→ **About this task**
The entries follow. Please return all of them exactly.

=== Begin Enclosure ===

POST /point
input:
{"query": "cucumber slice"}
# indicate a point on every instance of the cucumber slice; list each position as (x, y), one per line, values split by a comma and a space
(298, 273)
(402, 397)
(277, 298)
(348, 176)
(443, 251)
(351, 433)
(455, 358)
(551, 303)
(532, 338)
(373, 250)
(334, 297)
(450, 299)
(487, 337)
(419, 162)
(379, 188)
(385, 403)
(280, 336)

=== End Enclosure ===

→ **Your solution**
POST /point
input:
{"query": "cucumber slice"}
# indicate a point on every instance of the cucumber slice; list each position as (x, y), one per line, values split by a comma and a space
(298, 273)
(402, 397)
(277, 298)
(348, 176)
(443, 251)
(351, 433)
(455, 358)
(551, 303)
(532, 338)
(373, 250)
(334, 297)
(450, 299)
(487, 337)
(419, 162)
(379, 188)
(385, 403)
(280, 336)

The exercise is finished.